_Exercise brief_: Write down every entry once more, exactly as it reads.

Saved entries:
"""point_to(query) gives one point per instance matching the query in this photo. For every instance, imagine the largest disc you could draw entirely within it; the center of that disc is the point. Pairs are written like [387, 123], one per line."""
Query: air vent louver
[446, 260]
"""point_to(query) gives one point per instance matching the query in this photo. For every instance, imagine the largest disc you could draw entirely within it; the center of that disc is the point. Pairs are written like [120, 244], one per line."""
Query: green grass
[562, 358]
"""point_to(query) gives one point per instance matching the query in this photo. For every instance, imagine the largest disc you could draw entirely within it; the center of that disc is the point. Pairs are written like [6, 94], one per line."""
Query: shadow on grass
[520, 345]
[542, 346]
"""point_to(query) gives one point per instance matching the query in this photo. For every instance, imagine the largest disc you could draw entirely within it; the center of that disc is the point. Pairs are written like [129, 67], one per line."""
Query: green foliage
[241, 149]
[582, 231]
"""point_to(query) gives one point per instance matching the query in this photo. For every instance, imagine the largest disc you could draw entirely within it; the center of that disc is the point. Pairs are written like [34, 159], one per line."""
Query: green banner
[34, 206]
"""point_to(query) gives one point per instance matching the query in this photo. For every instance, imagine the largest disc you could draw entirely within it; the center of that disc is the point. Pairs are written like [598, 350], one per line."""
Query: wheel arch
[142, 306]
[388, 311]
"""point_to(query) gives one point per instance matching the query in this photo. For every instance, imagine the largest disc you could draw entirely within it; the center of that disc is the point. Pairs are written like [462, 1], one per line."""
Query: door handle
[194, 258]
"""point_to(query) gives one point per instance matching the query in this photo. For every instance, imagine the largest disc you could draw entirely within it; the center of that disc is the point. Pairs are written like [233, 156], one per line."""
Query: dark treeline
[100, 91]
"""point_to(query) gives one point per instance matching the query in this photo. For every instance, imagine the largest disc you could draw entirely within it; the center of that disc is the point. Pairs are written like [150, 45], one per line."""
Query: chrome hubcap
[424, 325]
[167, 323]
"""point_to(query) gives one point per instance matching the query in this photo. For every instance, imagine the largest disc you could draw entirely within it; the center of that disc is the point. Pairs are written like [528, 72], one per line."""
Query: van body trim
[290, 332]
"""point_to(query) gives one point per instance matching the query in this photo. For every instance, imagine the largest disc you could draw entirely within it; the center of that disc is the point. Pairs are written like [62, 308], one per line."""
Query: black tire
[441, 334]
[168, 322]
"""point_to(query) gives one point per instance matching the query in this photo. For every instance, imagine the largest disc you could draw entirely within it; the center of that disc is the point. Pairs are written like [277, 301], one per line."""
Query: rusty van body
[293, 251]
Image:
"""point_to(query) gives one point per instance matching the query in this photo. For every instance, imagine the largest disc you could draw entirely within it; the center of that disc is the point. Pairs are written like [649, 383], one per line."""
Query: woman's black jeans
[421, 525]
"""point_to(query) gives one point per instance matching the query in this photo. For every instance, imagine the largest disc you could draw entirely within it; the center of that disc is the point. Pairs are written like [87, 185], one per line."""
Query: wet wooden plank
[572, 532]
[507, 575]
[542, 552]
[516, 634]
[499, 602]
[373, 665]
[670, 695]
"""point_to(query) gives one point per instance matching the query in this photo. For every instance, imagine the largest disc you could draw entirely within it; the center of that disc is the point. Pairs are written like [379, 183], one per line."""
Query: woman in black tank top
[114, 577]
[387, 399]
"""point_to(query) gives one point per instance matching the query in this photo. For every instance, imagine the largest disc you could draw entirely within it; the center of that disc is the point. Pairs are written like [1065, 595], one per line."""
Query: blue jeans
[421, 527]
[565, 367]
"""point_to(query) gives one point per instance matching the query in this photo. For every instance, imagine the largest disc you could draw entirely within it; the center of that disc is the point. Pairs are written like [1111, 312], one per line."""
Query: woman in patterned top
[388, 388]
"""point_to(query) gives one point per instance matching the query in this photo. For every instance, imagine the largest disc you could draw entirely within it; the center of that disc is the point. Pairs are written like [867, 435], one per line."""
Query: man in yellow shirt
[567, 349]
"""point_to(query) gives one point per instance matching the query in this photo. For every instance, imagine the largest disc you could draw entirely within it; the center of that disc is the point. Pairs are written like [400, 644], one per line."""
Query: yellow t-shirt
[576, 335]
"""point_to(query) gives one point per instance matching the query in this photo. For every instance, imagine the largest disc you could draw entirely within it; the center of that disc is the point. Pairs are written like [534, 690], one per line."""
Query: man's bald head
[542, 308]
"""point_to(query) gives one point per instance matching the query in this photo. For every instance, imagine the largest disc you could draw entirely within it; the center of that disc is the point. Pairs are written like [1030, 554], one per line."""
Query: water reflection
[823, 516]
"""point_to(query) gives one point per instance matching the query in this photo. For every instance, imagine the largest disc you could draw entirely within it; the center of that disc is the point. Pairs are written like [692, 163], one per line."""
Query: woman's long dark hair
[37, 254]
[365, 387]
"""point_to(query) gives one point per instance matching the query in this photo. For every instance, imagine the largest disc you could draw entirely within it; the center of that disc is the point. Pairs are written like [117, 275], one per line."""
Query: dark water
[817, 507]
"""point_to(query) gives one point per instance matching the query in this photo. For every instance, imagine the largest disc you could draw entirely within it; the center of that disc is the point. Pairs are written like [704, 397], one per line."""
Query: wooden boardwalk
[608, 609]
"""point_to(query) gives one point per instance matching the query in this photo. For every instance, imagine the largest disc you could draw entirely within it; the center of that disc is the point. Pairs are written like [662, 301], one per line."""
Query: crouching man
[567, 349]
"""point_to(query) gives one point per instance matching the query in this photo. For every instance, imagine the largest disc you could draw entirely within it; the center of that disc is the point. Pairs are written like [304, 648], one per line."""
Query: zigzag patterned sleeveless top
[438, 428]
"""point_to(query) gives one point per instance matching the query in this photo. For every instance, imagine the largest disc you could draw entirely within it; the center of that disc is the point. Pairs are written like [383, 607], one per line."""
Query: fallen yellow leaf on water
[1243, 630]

_Solution to this exercise_:
"""point_to(query) gives one point per instance matching the query in this photo. For every instance, imagine the largest disc you could draw entirely within it; the center of that disc is the point. Pairs are written like [387, 123], one per line."""
Query: air vent louver
[446, 260]
"""point_to(query) gives one point per instance matching the query in this photo. For every instance, imagine the largest disc you could draw entirely within it; the center of that disc is the point. Pairs are written like [120, 244], one per line."""
Query: green grass
[562, 358]
"""point_to(query) gives one point per instance matching the query in this photo. For every instance, imagine the largest disc you could draw entirely within it; the center of that disc is the point. Pairs are written like [6, 94], one per line."""
Query: shadow on grass
[520, 345]
[542, 346]
"""point_to(query) gives one point per instance matching the query in this photo. For every instance, imagine the largest disc you could draw entirely within it; the center of that disc is the point. Pairs are written like [129, 67], one per line."""
Query: green foliage
[241, 149]
[582, 231]
"""point_to(query) gives one point per instance matching the query in this photo. For every instance, imagine the largest disc you could draw entirely within it; the center of that disc is the point. Pairs are written like [34, 159], one per line."""
Query: green banner
[34, 206]
"""point_to(query) gives one point per instance matching the query in this photo. For every instance, imagine the largest disc you could draw entirely within it; the center of that disc is the point. Pairs are written like [598, 350], one per line."""
Query: wheel arch
[142, 306]
[388, 311]
"""point_to(query) gives one point per instance matching the query in this photo. For every instance, imagine the largest disc you could draw entirely within it; the center of that disc is the point. Pairs are written like [462, 1], one per line."""
Query: door handle
[194, 258]
"""point_to(query) gives one point per instance matching the query in this photo. For every instance, imagine the largest disc you could draw entirely within it; the center of that disc is the point. Pairs are written like [233, 156], one per line."""
Query: dark treeline
[100, 91]
"""point_to(query) gives one point per instance matching the query in this photo. For every instance, imagine the largest disc you could draw entirely within it; the center of that disc is the point. Pairs are written like [150, 45], one per line."""
Query: chrome hubcap
[424, 325]
[167, 323]
"""point_to(query) gives one point per instance matching the query in this photo. For every instance, imagine the largest disc you could draw entirely within it; the center of that disc is the point. Pairs are written like [528, 72], one per line."""
Query: van body trim
[290, 332]
"""point_to(query) gives one point per instance matching the query in this photo. For every instance, imagine the largest disc you could draw entirely within it; the center of that disc is the point. Pairs are written like [62, 308], one per line."""
Query: black tire
[441, 334]
[168, 322]
"""point_to(query) gives one point per instance matching the query in this photo. For every instance, imagine the largest disc you could draw entirely within it; the center of that disc is the point. Pairs are written like [277, 301], one per line."""
Query: rusty van body
[293, 251]
Image:
"""point_to(query) gives one point per instance matching the query in this photo. For every instance, imagine the largest disc you could draw entirely within it; the center of that disc is the point. Pairs are written like [649, 383], one per line."""
Query: woman's black jeans
[421, 525]
"""point_to(query) gives one point per instance matching the query in this photo. For every instance, imagine the largest disc you could draw entirely within it; the center of that disc is the point. Pairs are written like [87, 185], one per line."""
Query: wet wooden plank
[572, 532]
[507, 575]
[542, 552]
[516, 634]
[499, 602]
[373, 665]
[670, 695]
"""point_to(query) gives one point per instance matching the query in this photo. For every instance, imagine the largest disc you could draw entirely within it; the center of that disc is the point. Pairs are written like [379, 183], one per line."""
Query: woman in black tank top
[114, 577]
[387, 399]
"""point_to(query) gives one point per instance matching the query in this photo. For every instance, imagine the largest disc you could draw entirely within it; the center of that disc is the point. Pairs are written like [1065, 595], one per line."""
Query: blue jeans
[421, 527]
[565, 367]
"""point_to(query) gives one point per instance matching the query in this photo. For every instance, imagine the largest disc you could draw entirely within it; the center of that disc is the point. Pairs are written like [1111, 312], one per line."""
Query: woman in patterned top
[388, 388]
"""point_to(query) gives one point per instance matching the query in this photo. For every instance, imagine the largest disc you could draw entirely within it; the center of that disc is the point. Pairs are written like [867, 435], one per line."""
Query: man in yellow shirt
[567, 349]
"""point_to(query) gives one point per instance matching the query in this photo. For every instance, imagine the largest disc you could draw entirely within it; the center of that disc is the point. Pairs are written like [400, 644], one per line."""
Query: yellow t-shirt
[576, 335]
"""point_to(query) gives one point per instance matching the query in this photo. For every instance, imagine the largest disc you could draw entirely within it; the center of that disc is the point. Pairs are written like [534, 690], one per line."""
Query: man's bald head
[542, 308]
"""point_to(query) gives one point per instance matching the query in this photo. For every instance, imagine the largest disc you could draw entirely within it; the center of that disc is the point. Pairs are written like [1030, 554], one per line."""
Query: water reflection
[823, 516]
"""point_to(query) gives one point per instance matching the query in this photo. For every instance, imagine the largest disc you could draw entirely within it; the center of that disc is the point. Pairs are written like [692, 163], one per line."""
Query: woman's long dark hair
[37, 254]
[365, 387]
"""point_to(query) gives one point per instance matching the query in this photo. For every instance, imagine the largest disc you could draw entirely within it; the center of that disc is the point. Pairs are written like [117, 275], one per line."""
Query: dark water
[817, 507]
"""point_to(query) gives one point per instance matching the query in this photo. For every instance, imagine the largest disc you could draw entirely within it; the center of that disc is the point. Pairs are written like [704, 397], one per line."""
Query: wooden boardwalk
[608, 609]
"""point_to(query) gives one point per instance matching the query in this photo. For every instance, imagine the largest disc you could draw entirely within it; the center of that disc is the point. Pairs are written like [662, 301], one per line."""
Query: crouching man
[567, 349]
"""point_to(query) gives one point per instance matching the query in this photo. For every instance, imagine the largest disc you could draw entirely within it; the center of that disc is the point. Pairs are written like [304, 648], one per line."""
Query: zigzag patterned sleeveless top
[438, 428]
"""point_to(query) gives one point per instance matching the query in this photo. For every instance, imagine the largest disc you could draw entirely within it; the center of that disc is the point. Pairs are written like [383, 607], one per line."""
Query: fallen yellow leaf on water
[1243, 630]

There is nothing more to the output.